Stated goal 1 >> Transcribe the passage of the Chemical Markup Language page from "Jump to: navigation, search" up to and including "-x[flags] (e.g. -x1ac)".
Stated goal 2 >> Go on with the Chemical Markup Language page from the point where it stops.

Page excerpt >>
Chemical Markup Language

From Open Babel
Revision as of 09:19, 31 January 2006 by Ghutchis (Talk | contribs)

Jump to: navigation, search
Filename Extensions cml
Chemical MIME Type chemical/x-cml
Specification URL
Import Yes
Export Yes
Open Babel Version 1.100 and later


 XML format. This implementation uses libxml2.
 Write options for CML: -x[flags] (e.g. -x1ac)
 1  output CML1 (rather than CML2)
 a  output array format for atoms and bonds
 h  use hydrogenCount for all hydrogens
 m  output metadata
 x  omit XML and namespace declarations
 N<prefix> add namespace prefix to elements

Additional Comments

General XML Notes

The XML formats require the XML text to be well formed but generally interpret it fairly tolerantly. Unrecognised elements and attributes are ignored and there are rather few error messages when any required structures are not found. This laxity allows, for instance, the reactant and product molecules to be picked out of a CML React file using CML. Each format has an element which is regarded as defining the object that OpenBabel will convert. For CML this is <molecule>. Files can have multiple objects and these can be treated the same as with other multiple object formats like SMILES and MDL Molfile. So conversion can start at the nth object using the -fn option and finish before the end using the -ln option. Multiple object XML files also can be indexed and searched using FastSearch, although this has not yet been extensively tested.

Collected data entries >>
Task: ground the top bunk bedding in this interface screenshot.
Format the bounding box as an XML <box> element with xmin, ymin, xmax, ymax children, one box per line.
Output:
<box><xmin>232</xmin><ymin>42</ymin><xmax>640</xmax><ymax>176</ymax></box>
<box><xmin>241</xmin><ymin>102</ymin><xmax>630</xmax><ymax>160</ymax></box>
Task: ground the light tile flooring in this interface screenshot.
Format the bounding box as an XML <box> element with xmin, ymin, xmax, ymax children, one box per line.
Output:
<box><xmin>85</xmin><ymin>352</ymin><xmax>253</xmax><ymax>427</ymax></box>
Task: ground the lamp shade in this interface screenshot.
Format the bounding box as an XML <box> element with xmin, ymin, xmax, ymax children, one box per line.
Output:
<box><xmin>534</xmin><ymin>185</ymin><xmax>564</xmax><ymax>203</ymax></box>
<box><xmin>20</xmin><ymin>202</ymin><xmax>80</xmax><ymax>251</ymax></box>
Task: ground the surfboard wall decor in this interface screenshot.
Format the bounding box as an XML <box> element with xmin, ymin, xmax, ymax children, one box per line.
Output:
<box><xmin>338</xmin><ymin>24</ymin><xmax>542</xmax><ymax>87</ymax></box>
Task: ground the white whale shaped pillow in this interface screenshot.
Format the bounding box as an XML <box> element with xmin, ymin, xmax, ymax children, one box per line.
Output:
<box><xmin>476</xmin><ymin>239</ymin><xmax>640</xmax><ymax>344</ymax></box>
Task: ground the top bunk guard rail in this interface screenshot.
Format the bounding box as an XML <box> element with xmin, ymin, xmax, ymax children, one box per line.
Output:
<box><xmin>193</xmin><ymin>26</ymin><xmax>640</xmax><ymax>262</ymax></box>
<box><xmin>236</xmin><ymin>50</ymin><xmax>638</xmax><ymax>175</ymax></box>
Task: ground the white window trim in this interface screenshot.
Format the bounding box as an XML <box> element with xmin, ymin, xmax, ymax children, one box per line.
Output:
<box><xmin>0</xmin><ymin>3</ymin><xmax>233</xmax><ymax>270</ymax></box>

Reply 1 >>
Jump to: navigation, search
Filename Extensions cml
Chemical MIME Type chemical/x-cml
Specification URL
Import Yes
Export Yes
Open Babel Version 1.100 and later


 XML format. This implementation uses libxml2.
 Write options for CML: -x[flags] (e.g. -x1ac)

Reply 2 >>
CML Notes

This format writes and reads CML XML files. To write CML1 format rather than the default CML2, use the -x1 option. To write the array form use -xa and to specify all hydrogens using the hydrogenCount attribute on atoms use -xh.

Crystal structures are written using the <crystal>, <xfract>) etc., elements if the OBMol has a OBGenericDataType::UnitCell data.

If the OBMol has no bonds, a <formula> element is written instead of the normal <atomArray> and <atom> elements.

All these forms are handled transparently during reading. Only a subset of CML elements and attributes are recognised, but these include most of those which define chemical structure, see below.

The following are read:

  • Elements:
    • molecule, atomArray, atom, bondArray, bond, atomParity, bondStereo
    • name, formula, crystal, scalar (contains crystal data)
    • string, stringArray, integer, integerArray, float floatArray, builtin
  • Attributes:
    • On <molecule>: id, title, ref(in CMLReact)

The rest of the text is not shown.